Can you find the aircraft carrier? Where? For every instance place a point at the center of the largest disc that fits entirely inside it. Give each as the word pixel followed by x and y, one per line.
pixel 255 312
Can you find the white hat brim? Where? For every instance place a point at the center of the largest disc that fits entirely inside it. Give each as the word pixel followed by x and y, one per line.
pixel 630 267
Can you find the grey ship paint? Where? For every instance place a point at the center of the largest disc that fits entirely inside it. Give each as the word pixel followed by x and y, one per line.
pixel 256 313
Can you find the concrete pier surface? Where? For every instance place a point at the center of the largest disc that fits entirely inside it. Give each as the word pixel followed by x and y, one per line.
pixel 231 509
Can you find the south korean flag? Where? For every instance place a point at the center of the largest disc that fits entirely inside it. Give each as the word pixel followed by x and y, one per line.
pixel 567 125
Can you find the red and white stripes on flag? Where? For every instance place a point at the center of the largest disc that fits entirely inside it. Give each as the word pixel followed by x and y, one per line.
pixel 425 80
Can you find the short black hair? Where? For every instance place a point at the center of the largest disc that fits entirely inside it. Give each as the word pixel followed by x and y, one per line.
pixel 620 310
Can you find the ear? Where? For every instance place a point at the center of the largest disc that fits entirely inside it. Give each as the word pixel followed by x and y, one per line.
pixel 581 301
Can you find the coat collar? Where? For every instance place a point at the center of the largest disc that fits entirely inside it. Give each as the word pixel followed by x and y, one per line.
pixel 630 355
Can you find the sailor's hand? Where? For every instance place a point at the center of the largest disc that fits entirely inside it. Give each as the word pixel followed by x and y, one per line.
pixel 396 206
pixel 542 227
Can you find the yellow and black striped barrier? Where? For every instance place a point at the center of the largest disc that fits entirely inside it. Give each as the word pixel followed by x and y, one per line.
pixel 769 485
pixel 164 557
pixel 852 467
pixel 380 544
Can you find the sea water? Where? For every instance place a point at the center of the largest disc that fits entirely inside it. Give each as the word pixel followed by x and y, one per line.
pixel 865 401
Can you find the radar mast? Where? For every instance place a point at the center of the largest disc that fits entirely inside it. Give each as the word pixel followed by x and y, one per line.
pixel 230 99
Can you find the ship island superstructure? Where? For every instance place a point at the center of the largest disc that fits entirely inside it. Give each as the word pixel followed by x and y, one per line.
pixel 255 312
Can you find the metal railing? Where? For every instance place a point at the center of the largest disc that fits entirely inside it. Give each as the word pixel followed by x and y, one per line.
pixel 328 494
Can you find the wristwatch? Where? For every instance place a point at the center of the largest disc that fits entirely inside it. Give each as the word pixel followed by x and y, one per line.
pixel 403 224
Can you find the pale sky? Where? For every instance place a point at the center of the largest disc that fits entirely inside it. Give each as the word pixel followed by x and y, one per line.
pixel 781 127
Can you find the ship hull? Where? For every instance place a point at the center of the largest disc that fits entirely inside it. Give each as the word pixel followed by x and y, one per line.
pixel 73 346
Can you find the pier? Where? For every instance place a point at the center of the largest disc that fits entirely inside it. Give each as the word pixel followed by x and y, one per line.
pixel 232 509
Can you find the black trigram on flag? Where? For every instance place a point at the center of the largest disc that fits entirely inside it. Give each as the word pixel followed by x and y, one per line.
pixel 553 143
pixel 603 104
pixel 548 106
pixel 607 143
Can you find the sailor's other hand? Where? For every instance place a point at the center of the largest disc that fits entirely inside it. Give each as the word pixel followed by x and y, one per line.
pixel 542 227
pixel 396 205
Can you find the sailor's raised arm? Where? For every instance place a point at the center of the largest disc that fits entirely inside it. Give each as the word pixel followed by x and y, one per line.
::::::::::
Aim of the exercise: Write out every one of the rows above again, word for word, without changing anything.

Response:
Can you find the aircraft carrier? Where? For every instance place a point at the center of the largest disc that fits entirely inside it. Give each as the word pixel followed by x and y, one per line.
pixel 255 312
Can you find the white hat brim? Where? For every instance place a point at the center of the largest disc that fits entirely inside it. Give each as the word pixel followed by x and y, one per line.
pixel 630 267
Can you find the grey ship paint? Where? For every instance place a point at the center of the largest disc that fits entirely inside it. Give each as the word pixel followed by x and y, one per line.
pixel 256 313
Can you find the concrete pier surface? Where? For every instance place a point at the center of the largest disc that fits entirely inside it. Give each as the word pixel followed by x and y, one per line.
pixel 231 509
Can you find the south korean flag? Where? For every instance place a point at the center of the largest disc that fits entirely inside it. Give each as the word pixel followed by x and y, one per line.
pixel 567 125
Can you find the red and white stripes on flag? Where? For every instance place a point at the center of the largest disc that fits entirely inside it. Give each as the word pixel followed by x and y, one per line.
pixel 425 80
Can you find the short black hair? Where? For every instance place a point at the center of the largest disc that fits entirely inside it. Give each as the word pixel followed by x and y, one per line.
pixel 620 310
Can you find the ear? Where? For every instance place a point at the center of the largest disc that fits entirely inside it. Give each as the word pixel followed by x and y, one per line.
pixel 581 301
Can you find the coat collar? Where? For every instance place a point at the center of the largest disc that fits entirely inside it. Give each as the word pixel followed by x and y, one per line.
pixel 630 355
Can you find the sailor's hand? Where? For every instance place a point at the center of the largest disc that fits entirely inside it. Give each as the word pixel followed by x and y, one per line.
pixel 396 206
pixel 542 227
Can you find the yellow and black striped barrier? Where? For every instance place a point at the center of the largest disc that fits entirely inside it. Give each as the word pixel followed by x and y, one per line.
pixel 769 485
pixel 164 557
pixel 852 467
pixel 380 544
Can you find the sea water? Where? For every instance place a point at the center of the largest disc that fits entirely inside it. Give each as the word pixel followed by x and y, one per line.
pixel 865 401
Can you find the radar mast? Where? For every instance place a point at the center of the largest disc that fits entirely inside it. Give each as the word pixel followed by x and y, one per line.
pixel 230 99
Can you find the ship island superstructure? Where? For every instance place a point at the center of the largest disc that fits entirely inside it. Give each as the word pixel followed by x and y, one per line.
pixel 255 312
Can you find the metal railing? Where? For every instance place a point at the center of the largest disc that fits entirely inside it. Give each as the word pixel followed by x and y, one per line.
pixel 328 494
Can you find the wristwatch? Where? For every instance place a point at the center of the largest disc that fits entirely inside it. Give each as the word pixel followed by x and y, one per line.
pixel 403 224
Can you find the pale sky? Where? For every instance place a point at the center of the largest disc that fits entirely inside it. Give each as the word pixel followed by x and y, one per line.
pixel 781 127
Can you find the ship hull? Where? For every instance place a point at the center of the largest disc that fits entirely inside it. Give each as the word pixel followed by x and y, one per line.
pixel 73 346
Can you find the pier? Where? For every instance place a point at the center of the largest disc that fits entirely inside it. Give each as the word pixel followed by x and y, one per line.
pixel 232 509
Can you find the black trigram on flag? Where? For every instance place a point at the center of the largest disc that fits entirely inside it. Give each as the word pixel followed by x and y, one per line.
pixel 553 143
pixel 603 104
pixel 548 106
pixel 607 143
Can you find the sailor's other hand? Where? For every instance place a point at the center of the largest disc that fits entirely inside it. Give each as the word pixel followed by x and y, one per line.
pixel 542 227
pixel 396 205
Can you find the sailor's raised arm? Where? For every instance place a point at the center of the largest disc that fits entirely inside it. Give each as the word pixel followed by x and y, one per line.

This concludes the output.